**TRECHO FORNECIDO:**
---
A crise do PSDB não foi criada por João Doria, até porque ela antecede seu ingresso na política, em 2016.

O governador paulista é um obstinado, e isso é um mérito. Venceu as três prévias que disputou e realiza um bom governo em São Paulo. Ninguém pode negar a sua contribuição ao país na pandemia ao enfrentar o negacionismo de Bolsonaro e apostar forte na vacina como estratégia para vencer a COVID-19.

A questão agora é se Doria será capaz de dar um perfil aos tucanos mais condizente com a realidade do pós-pandemia, na qual a desigualdade, o desemprego e a fome vão compor a agenda que polarizará a disputa do próximo ano. O discurso liberal tem pouco apelo eleitoral em função da gritante crise social. Mesmo na maior economia liberal do planeta, o governo de Joe Biden adota uma agenda social e econômica com forte injeção de recursos do Estado. A afirmação de que nas crises todos são keynesianos se aplica aos dias atuais.
---
**INFORMAÇÕES FORNECIDAS:**
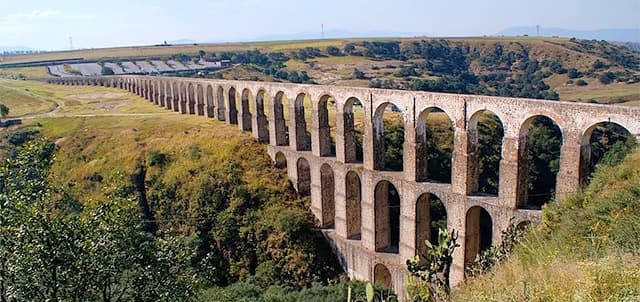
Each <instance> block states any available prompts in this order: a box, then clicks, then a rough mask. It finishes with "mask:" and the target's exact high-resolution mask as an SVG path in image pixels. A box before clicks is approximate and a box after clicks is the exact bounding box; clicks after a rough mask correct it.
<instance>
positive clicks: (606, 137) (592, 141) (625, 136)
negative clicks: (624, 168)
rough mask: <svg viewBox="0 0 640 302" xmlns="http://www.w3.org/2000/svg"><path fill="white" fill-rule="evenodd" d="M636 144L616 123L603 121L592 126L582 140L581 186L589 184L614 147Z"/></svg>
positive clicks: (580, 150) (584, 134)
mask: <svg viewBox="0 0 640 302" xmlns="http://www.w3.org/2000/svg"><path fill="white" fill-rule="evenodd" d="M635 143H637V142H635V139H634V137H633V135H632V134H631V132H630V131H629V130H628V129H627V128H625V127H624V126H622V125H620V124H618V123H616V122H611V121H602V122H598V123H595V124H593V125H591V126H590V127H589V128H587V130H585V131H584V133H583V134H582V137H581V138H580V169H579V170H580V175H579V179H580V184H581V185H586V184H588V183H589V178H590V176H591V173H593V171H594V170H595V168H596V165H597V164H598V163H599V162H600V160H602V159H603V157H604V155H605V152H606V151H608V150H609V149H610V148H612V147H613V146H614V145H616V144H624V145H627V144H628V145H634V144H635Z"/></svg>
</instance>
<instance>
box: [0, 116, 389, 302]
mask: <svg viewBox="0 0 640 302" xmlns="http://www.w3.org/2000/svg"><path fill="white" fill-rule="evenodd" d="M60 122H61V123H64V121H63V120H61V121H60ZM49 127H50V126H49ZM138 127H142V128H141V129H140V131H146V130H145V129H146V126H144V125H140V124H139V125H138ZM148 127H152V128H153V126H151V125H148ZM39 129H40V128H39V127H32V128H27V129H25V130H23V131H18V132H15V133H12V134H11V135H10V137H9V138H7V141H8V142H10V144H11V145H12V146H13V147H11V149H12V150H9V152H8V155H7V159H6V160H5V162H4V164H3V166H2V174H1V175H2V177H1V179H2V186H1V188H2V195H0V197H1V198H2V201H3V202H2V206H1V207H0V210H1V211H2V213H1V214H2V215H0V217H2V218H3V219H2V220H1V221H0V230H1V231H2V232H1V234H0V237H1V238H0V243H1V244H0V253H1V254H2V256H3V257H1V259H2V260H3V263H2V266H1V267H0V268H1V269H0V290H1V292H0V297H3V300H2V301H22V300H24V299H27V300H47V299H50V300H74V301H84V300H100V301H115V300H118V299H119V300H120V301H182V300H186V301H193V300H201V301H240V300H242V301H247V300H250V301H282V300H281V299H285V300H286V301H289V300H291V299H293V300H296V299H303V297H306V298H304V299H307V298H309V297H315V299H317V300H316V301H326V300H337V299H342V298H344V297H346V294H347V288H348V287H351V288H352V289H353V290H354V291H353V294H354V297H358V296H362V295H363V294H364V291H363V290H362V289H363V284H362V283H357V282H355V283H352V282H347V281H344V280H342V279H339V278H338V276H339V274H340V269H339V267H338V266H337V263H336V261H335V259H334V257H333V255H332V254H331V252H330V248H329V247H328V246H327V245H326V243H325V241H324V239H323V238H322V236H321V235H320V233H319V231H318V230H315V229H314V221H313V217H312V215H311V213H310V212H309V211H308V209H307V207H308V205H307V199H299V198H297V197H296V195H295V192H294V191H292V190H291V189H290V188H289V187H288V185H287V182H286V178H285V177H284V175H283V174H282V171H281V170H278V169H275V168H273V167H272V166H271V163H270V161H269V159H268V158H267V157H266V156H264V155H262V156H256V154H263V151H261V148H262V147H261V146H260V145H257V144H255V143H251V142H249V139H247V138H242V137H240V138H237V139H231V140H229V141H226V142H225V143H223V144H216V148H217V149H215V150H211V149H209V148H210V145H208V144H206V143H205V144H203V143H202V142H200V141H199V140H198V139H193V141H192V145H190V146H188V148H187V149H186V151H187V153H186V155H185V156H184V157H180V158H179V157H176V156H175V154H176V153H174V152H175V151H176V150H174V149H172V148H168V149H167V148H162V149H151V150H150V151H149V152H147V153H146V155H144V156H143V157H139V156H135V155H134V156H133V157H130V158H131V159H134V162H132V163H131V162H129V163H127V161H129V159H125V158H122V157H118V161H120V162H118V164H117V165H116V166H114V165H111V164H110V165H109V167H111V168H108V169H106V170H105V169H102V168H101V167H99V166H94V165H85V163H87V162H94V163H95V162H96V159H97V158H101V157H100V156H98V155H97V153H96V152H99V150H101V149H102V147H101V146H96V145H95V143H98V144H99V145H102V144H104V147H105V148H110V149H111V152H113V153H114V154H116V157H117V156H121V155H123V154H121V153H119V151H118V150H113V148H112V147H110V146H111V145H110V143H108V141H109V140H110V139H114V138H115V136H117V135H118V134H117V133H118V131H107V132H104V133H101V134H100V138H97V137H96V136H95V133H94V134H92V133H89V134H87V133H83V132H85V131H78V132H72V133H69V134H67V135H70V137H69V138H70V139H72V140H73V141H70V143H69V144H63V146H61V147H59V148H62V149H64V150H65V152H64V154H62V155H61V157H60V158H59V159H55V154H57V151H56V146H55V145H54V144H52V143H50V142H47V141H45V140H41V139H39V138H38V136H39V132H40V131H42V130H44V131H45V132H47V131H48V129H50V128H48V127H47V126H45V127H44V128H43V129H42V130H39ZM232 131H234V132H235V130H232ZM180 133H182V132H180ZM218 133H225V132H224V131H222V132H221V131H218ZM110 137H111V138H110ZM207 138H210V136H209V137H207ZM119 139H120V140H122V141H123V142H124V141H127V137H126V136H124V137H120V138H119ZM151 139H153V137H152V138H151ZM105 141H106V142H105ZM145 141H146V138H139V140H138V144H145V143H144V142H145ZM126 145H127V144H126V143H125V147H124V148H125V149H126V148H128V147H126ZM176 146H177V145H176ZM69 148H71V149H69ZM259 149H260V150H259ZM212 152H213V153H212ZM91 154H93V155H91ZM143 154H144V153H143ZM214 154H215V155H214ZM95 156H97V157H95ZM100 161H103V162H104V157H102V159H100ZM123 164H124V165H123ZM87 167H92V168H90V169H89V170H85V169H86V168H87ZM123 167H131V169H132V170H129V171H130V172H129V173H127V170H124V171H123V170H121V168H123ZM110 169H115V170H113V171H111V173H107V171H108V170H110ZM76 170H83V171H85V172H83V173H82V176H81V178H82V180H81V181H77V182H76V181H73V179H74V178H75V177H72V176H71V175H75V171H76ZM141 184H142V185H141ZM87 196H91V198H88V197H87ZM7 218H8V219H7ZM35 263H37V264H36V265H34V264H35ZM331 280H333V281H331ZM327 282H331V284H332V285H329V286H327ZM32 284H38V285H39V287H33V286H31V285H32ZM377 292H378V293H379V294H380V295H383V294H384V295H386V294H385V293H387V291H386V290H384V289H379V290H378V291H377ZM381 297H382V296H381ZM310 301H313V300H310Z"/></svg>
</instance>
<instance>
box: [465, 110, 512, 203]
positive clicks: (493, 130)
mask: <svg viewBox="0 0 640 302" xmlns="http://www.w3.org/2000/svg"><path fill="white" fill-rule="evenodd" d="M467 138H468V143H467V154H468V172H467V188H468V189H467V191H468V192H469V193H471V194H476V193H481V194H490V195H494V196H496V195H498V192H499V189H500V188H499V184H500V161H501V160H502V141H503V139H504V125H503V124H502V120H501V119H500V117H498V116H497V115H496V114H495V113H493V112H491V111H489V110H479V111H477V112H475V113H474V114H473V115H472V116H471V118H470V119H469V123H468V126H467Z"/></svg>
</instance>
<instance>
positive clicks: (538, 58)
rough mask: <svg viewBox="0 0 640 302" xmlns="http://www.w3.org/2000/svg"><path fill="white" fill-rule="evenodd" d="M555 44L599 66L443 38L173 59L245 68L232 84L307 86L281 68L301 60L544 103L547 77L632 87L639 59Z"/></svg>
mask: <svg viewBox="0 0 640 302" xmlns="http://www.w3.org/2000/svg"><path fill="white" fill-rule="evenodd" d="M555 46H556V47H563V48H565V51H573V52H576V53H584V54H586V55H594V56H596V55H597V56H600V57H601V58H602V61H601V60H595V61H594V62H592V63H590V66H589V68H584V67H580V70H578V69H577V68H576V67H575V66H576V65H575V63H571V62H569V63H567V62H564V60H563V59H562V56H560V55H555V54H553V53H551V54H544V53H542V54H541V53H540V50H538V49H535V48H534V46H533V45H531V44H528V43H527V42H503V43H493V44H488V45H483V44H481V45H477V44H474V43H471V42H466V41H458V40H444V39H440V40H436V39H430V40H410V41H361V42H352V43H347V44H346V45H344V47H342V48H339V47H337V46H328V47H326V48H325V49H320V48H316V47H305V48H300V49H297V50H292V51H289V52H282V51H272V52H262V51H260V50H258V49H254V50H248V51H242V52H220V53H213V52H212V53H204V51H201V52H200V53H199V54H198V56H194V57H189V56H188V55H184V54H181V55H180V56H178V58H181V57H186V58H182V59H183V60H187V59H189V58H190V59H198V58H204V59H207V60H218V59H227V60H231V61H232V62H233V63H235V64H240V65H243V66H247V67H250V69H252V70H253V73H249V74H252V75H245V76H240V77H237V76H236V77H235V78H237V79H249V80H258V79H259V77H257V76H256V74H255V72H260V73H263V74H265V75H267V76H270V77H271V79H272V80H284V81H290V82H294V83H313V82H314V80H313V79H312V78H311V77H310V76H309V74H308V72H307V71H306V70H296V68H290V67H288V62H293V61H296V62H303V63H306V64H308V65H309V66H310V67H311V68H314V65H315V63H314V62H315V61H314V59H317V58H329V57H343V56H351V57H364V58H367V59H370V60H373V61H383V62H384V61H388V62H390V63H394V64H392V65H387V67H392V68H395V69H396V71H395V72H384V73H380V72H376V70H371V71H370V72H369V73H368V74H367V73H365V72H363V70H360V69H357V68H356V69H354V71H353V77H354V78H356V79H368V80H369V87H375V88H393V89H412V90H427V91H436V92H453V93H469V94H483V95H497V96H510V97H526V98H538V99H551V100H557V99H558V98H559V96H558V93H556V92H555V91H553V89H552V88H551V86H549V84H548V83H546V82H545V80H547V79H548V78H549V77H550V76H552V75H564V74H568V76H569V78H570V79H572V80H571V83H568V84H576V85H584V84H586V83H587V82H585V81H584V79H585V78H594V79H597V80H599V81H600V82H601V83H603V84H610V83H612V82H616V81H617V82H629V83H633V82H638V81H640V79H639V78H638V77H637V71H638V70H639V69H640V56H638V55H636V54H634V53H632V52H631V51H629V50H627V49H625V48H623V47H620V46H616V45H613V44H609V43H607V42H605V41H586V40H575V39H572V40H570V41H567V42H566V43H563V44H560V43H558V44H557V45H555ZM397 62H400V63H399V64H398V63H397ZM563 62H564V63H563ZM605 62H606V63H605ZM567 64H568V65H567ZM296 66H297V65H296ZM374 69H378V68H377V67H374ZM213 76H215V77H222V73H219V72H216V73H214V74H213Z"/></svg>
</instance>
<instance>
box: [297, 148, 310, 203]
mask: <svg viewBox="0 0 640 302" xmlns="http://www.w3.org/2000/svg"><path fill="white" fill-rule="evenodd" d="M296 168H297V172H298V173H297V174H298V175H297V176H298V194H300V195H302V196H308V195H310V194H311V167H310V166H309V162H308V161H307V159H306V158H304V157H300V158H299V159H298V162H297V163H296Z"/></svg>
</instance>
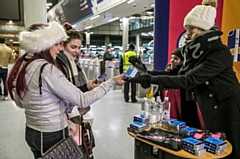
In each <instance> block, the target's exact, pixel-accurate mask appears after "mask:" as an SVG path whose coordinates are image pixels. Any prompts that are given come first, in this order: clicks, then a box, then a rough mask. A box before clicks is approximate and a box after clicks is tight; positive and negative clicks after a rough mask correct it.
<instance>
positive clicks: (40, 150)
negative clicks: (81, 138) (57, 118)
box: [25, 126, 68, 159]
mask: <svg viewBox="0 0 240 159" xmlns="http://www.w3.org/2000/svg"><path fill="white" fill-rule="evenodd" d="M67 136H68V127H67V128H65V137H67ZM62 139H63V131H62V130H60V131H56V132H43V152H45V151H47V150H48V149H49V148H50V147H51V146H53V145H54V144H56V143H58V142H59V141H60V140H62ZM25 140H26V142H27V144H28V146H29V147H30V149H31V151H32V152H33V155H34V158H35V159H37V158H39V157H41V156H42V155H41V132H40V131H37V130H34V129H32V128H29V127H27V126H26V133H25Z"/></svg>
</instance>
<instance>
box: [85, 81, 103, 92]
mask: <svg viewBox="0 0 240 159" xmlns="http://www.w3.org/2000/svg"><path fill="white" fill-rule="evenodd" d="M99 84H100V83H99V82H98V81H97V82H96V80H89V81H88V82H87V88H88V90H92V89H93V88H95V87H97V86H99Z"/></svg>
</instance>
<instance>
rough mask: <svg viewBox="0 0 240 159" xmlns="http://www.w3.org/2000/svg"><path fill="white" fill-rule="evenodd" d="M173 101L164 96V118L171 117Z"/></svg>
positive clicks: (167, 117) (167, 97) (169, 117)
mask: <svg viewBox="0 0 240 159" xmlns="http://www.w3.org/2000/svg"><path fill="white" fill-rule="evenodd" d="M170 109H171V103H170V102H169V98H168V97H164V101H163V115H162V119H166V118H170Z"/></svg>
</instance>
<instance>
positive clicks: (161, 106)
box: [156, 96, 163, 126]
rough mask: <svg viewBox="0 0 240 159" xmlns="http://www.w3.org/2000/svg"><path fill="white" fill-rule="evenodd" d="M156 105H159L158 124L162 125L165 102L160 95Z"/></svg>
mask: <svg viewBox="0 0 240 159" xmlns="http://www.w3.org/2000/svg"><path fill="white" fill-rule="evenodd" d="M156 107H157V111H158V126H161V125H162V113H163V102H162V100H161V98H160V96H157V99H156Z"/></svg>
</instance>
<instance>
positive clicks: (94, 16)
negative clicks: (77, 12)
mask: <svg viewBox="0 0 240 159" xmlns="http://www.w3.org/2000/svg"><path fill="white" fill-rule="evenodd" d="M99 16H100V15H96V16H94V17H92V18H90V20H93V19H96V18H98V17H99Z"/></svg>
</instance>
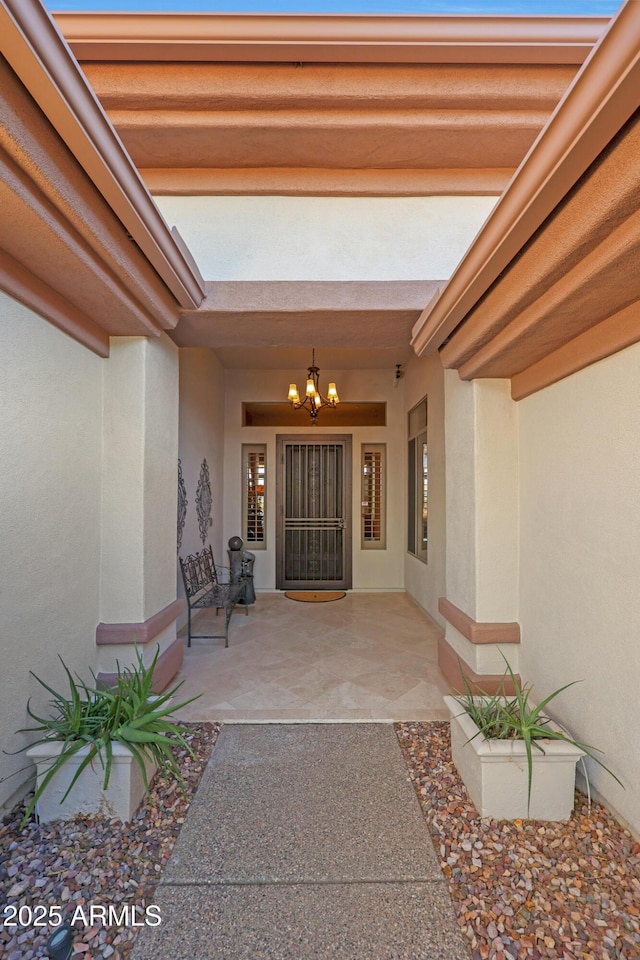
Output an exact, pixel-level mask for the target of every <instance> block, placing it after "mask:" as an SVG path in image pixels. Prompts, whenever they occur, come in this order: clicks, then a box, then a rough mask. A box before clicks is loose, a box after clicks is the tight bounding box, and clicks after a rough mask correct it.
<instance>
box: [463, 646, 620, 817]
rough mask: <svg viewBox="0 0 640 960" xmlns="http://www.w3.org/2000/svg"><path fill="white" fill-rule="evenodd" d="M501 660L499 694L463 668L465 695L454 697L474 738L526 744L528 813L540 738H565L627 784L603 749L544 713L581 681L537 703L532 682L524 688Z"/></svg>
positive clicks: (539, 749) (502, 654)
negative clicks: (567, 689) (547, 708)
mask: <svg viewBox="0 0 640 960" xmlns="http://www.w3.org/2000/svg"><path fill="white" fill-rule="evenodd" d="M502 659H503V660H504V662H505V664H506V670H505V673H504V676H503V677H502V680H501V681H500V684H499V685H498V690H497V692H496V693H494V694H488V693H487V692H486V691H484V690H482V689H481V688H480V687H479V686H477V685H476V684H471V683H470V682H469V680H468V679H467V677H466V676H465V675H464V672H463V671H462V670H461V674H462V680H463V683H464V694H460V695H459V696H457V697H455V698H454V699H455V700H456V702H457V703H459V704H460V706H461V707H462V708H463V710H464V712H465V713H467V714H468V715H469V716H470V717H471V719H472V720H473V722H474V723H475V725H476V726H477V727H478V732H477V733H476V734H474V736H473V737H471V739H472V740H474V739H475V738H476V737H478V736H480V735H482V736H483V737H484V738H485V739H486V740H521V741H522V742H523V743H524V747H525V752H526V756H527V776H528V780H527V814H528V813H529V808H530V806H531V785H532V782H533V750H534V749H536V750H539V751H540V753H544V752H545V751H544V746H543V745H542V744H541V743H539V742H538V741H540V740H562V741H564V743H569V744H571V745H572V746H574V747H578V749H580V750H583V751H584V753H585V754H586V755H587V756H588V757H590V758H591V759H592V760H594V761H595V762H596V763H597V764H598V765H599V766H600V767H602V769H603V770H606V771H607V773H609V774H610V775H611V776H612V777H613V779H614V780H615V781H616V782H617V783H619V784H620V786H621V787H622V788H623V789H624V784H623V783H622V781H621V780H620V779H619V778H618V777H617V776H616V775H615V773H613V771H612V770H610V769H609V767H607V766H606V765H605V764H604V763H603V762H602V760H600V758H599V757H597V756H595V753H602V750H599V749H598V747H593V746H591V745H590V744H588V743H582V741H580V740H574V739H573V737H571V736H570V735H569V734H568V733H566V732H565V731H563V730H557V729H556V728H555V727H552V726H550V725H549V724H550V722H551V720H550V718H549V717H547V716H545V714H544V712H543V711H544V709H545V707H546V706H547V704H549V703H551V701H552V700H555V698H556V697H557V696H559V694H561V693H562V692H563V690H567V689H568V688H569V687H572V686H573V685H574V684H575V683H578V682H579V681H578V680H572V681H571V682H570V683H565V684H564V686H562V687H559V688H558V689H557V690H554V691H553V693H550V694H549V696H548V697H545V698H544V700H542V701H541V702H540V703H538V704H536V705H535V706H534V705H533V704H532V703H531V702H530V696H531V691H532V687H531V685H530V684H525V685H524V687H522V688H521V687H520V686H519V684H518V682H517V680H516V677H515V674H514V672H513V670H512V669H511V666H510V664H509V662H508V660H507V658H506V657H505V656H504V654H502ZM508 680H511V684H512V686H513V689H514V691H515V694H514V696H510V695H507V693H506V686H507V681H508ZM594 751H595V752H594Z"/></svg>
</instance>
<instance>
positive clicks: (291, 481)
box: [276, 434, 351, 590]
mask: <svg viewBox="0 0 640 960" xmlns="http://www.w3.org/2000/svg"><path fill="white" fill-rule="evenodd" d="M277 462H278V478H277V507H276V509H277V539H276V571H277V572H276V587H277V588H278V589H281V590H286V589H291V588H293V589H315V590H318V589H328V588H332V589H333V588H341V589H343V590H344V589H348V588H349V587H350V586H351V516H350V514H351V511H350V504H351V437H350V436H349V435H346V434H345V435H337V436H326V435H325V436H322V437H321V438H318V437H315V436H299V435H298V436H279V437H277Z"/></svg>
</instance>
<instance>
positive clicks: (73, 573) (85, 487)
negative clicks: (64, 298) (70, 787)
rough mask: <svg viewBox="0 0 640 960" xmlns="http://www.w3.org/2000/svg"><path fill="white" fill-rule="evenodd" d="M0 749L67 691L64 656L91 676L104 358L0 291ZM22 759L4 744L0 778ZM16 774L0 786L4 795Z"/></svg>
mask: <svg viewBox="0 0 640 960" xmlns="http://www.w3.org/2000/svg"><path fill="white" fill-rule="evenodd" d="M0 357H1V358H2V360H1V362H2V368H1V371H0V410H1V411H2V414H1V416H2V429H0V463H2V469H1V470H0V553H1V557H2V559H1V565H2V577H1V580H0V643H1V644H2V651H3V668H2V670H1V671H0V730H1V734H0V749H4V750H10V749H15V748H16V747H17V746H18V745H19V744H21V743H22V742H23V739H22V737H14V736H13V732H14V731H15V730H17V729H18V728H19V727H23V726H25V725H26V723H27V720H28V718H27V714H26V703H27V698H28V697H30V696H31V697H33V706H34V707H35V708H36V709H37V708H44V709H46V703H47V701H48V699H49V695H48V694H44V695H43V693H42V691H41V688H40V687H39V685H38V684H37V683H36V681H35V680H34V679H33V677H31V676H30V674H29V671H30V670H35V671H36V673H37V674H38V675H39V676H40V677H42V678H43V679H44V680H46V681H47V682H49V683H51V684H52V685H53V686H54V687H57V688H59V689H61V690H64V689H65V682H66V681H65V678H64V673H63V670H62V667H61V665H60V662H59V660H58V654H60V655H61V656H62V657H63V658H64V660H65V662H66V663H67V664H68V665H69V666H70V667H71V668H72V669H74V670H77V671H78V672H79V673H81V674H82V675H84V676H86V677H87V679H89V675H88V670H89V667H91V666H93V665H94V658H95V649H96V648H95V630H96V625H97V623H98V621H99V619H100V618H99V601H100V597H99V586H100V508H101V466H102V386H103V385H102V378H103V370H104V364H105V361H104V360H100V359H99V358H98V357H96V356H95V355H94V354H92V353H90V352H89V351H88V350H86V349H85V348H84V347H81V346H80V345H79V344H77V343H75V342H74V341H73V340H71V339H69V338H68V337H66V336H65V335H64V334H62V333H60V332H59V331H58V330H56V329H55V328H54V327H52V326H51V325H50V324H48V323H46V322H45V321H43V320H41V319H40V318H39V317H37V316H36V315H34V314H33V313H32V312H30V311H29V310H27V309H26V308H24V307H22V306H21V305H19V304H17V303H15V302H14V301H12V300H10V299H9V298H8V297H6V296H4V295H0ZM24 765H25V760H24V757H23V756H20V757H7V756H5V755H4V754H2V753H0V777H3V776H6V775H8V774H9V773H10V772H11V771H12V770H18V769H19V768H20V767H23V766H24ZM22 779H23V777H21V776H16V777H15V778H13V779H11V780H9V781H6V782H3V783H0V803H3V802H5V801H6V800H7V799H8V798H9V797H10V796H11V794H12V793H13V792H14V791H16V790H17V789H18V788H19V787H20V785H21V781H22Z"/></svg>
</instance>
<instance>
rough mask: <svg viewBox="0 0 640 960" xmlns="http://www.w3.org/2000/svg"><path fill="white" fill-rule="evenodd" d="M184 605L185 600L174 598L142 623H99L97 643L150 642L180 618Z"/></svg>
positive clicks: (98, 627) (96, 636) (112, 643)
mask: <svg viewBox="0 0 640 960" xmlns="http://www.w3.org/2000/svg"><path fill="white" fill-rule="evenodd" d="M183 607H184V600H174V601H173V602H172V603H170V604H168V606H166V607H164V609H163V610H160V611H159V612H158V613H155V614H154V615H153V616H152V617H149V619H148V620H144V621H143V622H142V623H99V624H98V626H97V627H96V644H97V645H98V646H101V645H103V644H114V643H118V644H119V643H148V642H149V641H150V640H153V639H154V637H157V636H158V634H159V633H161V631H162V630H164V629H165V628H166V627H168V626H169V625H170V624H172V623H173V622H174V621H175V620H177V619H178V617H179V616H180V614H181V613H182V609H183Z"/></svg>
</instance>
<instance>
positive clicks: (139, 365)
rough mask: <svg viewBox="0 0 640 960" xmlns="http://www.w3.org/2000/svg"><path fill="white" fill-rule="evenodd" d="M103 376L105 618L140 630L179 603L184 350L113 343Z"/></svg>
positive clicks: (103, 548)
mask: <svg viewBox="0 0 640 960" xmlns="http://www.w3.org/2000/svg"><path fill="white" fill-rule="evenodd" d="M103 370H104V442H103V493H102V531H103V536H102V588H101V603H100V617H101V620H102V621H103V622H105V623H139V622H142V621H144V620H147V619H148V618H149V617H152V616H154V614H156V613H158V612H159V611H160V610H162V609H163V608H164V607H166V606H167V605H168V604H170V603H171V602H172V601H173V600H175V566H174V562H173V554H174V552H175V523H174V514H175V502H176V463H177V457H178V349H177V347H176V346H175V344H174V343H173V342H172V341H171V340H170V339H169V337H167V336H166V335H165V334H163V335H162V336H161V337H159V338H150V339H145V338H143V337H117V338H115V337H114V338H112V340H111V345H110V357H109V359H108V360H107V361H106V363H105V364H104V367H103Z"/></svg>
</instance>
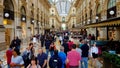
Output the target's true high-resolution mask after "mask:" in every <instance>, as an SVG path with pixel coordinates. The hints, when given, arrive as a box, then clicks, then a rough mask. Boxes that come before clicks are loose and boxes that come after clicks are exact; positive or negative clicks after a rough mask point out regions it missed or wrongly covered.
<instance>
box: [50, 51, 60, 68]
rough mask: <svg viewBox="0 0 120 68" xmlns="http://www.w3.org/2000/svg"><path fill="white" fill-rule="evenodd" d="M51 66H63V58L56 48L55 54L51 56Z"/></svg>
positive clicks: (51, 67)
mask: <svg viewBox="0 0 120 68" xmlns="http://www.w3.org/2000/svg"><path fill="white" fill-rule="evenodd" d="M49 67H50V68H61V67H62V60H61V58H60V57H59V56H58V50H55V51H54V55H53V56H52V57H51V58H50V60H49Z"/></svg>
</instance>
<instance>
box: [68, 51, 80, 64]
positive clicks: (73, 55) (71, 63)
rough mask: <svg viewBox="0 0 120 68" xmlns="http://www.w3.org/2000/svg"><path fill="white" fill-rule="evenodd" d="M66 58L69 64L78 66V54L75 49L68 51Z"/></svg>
---
**AÇÃO NECESSÁRIA 1:** De acordo com o trecho sobre a crise do PSDB, em que ano João Doria ingressou na política?
**AÇÃO NECESSÁRIA 2:** Escreva a continuação do trecho sobre a crise do PSDB, começando logo depois da última frase apresentada.
Não é preciso consultar as linhas.

**RESPOSTA ESCRITA 1:** Em 2016.

**RESPOSTA ESCRITA 2:**
Até Bolsonaro já percebeu isso e adotou um programa social – o Auxílio Brasil. Ele parte de uma jogada eleitoreira, sem sustentação nos números da economia, que pode estancar a sangria de sua popularidade e contribuir para sua passagem para o segundo turno das eleições presidenciais. Na outra ponta, Lula tem um verniz social enraizado no imaginário de parte ponderável do eleitorado.

Doria e os outros candidatos da terceira via precisam definir o que têm a oferecer nesta seara, vital para o brasileiro definir seu voto.

Desde 2002 o PSDB desfilou na passarela da disputa presidencial sem harmonia em suas alas, a exceção da disputa de 2014, na campanha de Aécio Neves. No mais, seus presidenciáveis foram abandonados ao próprio destino, quando não foram cristianizados.

O primeiro grande desafio de Doria é selar minimamente uma unidade interna, sem a qual é quimera pensar em ser o nome da terceira via. Isto é fundamental para ser o polo unificador de uma alternativa à polarização Bolsonaro-Lula.

Outro obstáculo é o congestionamento desse campo, com uma miríade de candidatos. O tucano entra na corrida no pelotão de trás das pesquisas eleitorais. Como a disputa presidencial é uma maratona, e não uma corrida curta, isto representa apenas o ponto de partida e não necessariamente o de chegada.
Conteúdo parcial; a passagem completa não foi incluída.